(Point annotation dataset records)
▽

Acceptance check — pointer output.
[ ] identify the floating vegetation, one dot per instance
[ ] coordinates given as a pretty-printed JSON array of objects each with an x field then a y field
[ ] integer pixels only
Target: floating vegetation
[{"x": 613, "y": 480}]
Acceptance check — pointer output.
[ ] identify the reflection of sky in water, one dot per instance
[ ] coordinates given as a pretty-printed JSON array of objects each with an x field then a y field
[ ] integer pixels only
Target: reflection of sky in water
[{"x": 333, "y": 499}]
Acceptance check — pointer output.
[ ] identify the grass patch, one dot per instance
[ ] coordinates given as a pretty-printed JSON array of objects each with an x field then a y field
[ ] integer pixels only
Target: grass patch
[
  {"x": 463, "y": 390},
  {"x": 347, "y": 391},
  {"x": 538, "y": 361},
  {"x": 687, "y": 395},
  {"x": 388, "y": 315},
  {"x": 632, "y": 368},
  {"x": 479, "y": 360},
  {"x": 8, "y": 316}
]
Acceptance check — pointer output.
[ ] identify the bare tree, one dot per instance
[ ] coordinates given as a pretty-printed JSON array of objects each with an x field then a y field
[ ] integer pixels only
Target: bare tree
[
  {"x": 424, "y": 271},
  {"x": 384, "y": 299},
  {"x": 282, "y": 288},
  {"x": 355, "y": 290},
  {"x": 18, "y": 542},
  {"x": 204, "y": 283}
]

△

What the task requires – Using the material above, print every entry exactly as written.

Written reply –
Acceptance check — pointer output.
[ ] identify the floating vegetation, one dot per instance
[ ] coordinates given as a pretty-printed JSON array of objects each with an x field then a y field
[ ] integer pixels only
Target: floating vegetation
[{"x": 613, "y": 480}]
Acceptance check — pointer output.
[ ] identify the reflection of sky in water, one dot per instance
[ ] coordinates given as a pretty-printed JSON array of objects each with an x field then a y field
[ ] integer pixels only
Target: reflection of sky in water
[{"x": 333, "y": 499}]
Acceptance check — pointer output.
[ ] identify the grass patch, one dot per instance
[ ] coordinates given as a pretty-printed JSON array of objects each with an x field then a y field
[ ] integer pixels only
Target: grass patch
[
  {"x": 463, "y": 390},
  {"x": 347, "y": 391},
  {"x": 538, "y": 361},
  {"x": 687, "y": 395},
  {"x": 388, "y": 315},
  {"x": 632, "y": 368},
  {"x": 479, "y": 360},
  {"x": 8, "y": 316}
]
Acceptance check — pointer output.
[ ] identify the bare tree, one dot per instance
[ ] coordinates given as a pretty-printed JSON array of objects each with an x field then a y field
[ ] integer pixels only
Target: bare tree
[
  {"x": 424, "y": 271},
  {"x": 384, "y": 299},
  {"x": 282, "y": 288},
  {"x": 355, "y": 290},
  {"x": 18, "y": 542},
  {"x": 204, "y": 283}
]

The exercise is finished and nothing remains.